Entries for labeling bounding boxes:
** Start **
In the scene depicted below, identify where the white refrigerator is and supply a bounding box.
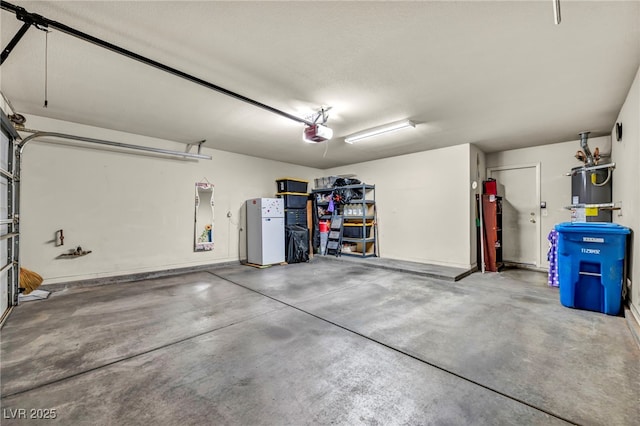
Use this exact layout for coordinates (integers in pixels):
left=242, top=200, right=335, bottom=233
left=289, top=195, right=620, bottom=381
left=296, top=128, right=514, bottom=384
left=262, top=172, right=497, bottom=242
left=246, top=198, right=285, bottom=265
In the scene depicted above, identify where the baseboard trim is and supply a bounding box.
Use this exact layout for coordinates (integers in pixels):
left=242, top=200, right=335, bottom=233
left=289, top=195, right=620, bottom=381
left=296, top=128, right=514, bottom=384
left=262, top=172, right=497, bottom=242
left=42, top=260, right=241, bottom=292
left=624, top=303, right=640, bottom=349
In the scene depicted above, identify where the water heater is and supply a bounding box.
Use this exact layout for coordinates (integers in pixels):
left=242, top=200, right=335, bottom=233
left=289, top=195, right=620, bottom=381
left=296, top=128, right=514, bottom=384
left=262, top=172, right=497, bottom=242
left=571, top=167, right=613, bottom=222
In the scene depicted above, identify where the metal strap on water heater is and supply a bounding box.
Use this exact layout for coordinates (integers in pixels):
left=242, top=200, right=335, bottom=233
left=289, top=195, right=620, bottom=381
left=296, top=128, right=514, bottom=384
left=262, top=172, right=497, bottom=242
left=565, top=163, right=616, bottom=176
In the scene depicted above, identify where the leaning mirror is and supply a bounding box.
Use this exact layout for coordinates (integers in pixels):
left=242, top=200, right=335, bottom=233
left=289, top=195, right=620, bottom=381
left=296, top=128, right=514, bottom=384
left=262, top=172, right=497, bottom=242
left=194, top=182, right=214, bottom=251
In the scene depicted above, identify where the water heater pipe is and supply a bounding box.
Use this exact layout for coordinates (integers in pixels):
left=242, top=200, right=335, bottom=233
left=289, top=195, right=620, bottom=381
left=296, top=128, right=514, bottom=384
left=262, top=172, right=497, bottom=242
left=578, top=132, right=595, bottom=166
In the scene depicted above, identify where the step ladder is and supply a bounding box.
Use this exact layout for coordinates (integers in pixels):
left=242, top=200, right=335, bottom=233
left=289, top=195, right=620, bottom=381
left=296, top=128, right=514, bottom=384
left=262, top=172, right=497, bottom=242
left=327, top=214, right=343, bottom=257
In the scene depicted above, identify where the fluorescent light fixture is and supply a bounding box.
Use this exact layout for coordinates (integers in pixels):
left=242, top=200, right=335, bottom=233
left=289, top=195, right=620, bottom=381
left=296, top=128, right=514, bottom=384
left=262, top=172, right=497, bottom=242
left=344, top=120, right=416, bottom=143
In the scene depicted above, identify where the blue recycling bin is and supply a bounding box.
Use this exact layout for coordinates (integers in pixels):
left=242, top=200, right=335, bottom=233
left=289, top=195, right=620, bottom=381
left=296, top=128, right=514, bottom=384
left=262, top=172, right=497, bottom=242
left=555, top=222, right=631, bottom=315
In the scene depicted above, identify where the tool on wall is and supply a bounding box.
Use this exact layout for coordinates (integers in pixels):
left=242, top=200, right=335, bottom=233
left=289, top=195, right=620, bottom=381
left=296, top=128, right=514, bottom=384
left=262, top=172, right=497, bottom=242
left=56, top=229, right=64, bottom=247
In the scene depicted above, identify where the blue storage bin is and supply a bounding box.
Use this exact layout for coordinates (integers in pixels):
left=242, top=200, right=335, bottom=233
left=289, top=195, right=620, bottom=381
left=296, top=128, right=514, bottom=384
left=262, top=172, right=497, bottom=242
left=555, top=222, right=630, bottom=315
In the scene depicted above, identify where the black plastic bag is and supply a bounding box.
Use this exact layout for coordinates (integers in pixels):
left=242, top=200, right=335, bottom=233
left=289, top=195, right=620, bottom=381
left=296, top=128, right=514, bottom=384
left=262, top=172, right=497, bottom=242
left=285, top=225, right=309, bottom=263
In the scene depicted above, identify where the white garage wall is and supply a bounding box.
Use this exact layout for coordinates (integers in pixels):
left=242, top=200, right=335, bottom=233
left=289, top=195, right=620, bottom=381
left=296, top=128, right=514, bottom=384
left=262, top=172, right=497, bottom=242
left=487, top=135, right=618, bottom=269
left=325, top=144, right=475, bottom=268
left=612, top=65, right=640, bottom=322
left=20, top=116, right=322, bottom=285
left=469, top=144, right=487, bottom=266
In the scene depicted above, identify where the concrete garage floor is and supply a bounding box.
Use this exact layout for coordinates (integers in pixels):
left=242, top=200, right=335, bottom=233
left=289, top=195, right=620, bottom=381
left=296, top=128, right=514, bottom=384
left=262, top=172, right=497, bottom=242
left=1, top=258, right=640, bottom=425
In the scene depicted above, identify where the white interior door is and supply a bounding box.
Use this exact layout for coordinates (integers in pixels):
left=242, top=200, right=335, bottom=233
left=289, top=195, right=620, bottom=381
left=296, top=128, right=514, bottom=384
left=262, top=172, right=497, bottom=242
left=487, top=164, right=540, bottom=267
** End **
Problem to solve: Copy every one of the lines above word for word, leaving out the pictures.

Exercise result:
In the scene depicted below, identify where the white refrigerator is and supply a bounding box.
Use this exact layout for coordinates (integers in pixels):
left=242, top=200, right=335, bottom=233
left=289, top=195, right=620, bottom=381
left=296, top=128, right=514, bottom=384
left=262, top=172, right=497, bottom=242
left=246, top=198, right=285, bottom=265
In the scene depicted above, identify where the baseboard trim is and supply a bounding box.
Use this exact layout for coordinates (integers in pixels):
left=242, top=200, right=335, bottom=233
left=289, top=195, right=620, bottom=381
left=296, top=128, right=514, bottom=384
left=262, top=172, right=497, bottom=242
left=42, top=260, right=241, bottom=292
left=624, top=303, right=640, bottom=349
In the scene depicted above, identify where the water heater is and supply a bounding box.
Use this exact layout for coordinates (integers in pixels):
left=242, top=200, right=335, bottom=233
left=289, top=195, right=620, bottom=381
left=296, top=128, right=514, bottom=384
left=262, top=172, right=497, bottom=242
left=571, top=167, right=613, bottom=222
In the scene depicted above, identify where the metal strap on water heater is and supply a bounding box.
Use this exact layout for coordinates (integers in pixels):
left=242, top=200, right=335, bottom=233
left=289, top=195, right=620, bottom=381
left=296, top=128, right=514, bottom=384
left=262, top=172, right=497, bottom=242
left=565, top=163, right=616, bottom=176
In the scene depicted above, identify where the leaning mirror is and supply a bounding box.
Use this exact layout for coordinates (integers in pixels):
left=242, top=200, right=335, bottom=233
left=289, top=195, right=620, bottom=381
left=296, top=128, right=514, bottom=384
left=262, top=172, right=497, bottom=242
left=194, top=182, right=214, bottom=251
In the scene depicted above, identify where the water heater pipe is and supply a bounding box.
Use this exact layout for coordinates (integers in pixels):
left=242, top=200, right=335, bottom=233
left=289, top=195, right=620, bottom=381
left=296, top=128, right=514, bottom=384
left=262, top=172, right=497, bottom=242
left=578, top=132, right=595, bottom=166
In the scene depicted above, identify where the step ladder is and supply a bounding box.
Use this exact layout for coordinates (integers in pixels):
left=242, top=200, right=335, bottom=233
left=289, top=195, right=620, bottom=381
left=296, top=128, right=514, bottom=384
left=262, top=172, right=497, bottom=242
left=327, top=214, right=343, bottom=257
In the scene depicted above, identify where the fluorescent light fixture is and supply a bounding box.
Use this exact layout for coordinates (integers in pixels):
left=242, top=200, right=335, bottom=233
left=289, top=195, right=620, bottom=381
left=296, top=128, right=514, bottom=384
left=262, top=172, right=497, bottom=242
left=344, top=120, right=416, bottom=143
In the scene depicted above, identify where the blue recycling bin is and supply a bounding box.
Use this exact layout for coordinates (integers in pixels):
left=242, top=200, right=335, bottom=233
left=289, top=195, right=620, bottom=381
left=296, top=128, right=514, bottom=384
left=262, top=172, right=497, bottom=242
left=555, top=222, right=631, bottom=315
In the scene depicted above, identify where the tool on wall is and supply a bounding box.
Use this exact layout for coordinates (integers in pixels):
left=242, top=200, right=335, bottom=233
left=289, top=195, right=620, bottom=381
left=296, top=128, right=514, bottom=384
left=262, top=172, right=497, bottom=242
left=56, top=229, right=64, bottom=247
In the scene depicted above, identify where the blue storage bin is and supply a bounding box.
Use this exact layout for coordinates (integers in pixels):
left=242, top=200, right=335, bottom=233
left=289, top=195, right=620, bottom=381
left=296, top=128, right=514, bottom=384
left=262, top=172, right=497, bottom=242
left=555, top=222, right=630, bottom=315
In the scene depicted above, identify where the black plastic bag is and supply a bounding box.
Use this exact layout for coordinates (integers in pixels):
left=242, top=200, right=335, bottom=233
left=289, top=195, right=620, bottom=381
left=296, top=128, right=514, bottom=384
left=262, top=172, right=497, bottom=242
left=285, top=225, right=309, bottom=263
In the scene depicted above, identify where the white garage wall is and supply a bounding box.
Use this exact layout for coordinates (integers in pixels):
left=242, top=200, right=335, bottom=233
left=289, top=195, right=620, bottom=381
left=296, top=128, right=514, bottom=384
left=262, top=172, right=497, bottom=242
left=487, top=135, right=618, bottom=269
left=325, top=144, right=475, bottom=268
left=612, top=65, right=640, bottom=322
left=20, top=116, right=322, bottom=285
left=469, top=144, right=487, bottom=266
In the scene depicted above, identify where the concrete garage floor is and supply a bounding box.
Use this exact layout for coordinates (integers in pixels):
left=242, top=200, right=335, bottom=233
left=289, top=195, right=620, bottom=381
left=296, top=128, right=514, bottom=384
left=262, top=172, right=497, bottom=242
left=1, top=258, right=640, bottom=425
In the scene depicted above, identify where the white interior door is and supply a bounding box.
Use this exact layout for coordinates (integers in pixels):
left=242, top=200, right=335, bottom=233
left=289, top=195, right=620, bottom=381
left=296, top=128, right=514, bottom=384
left=262, top=172, right=497, bottom=242
left=487, top=164, right=540, bottom=267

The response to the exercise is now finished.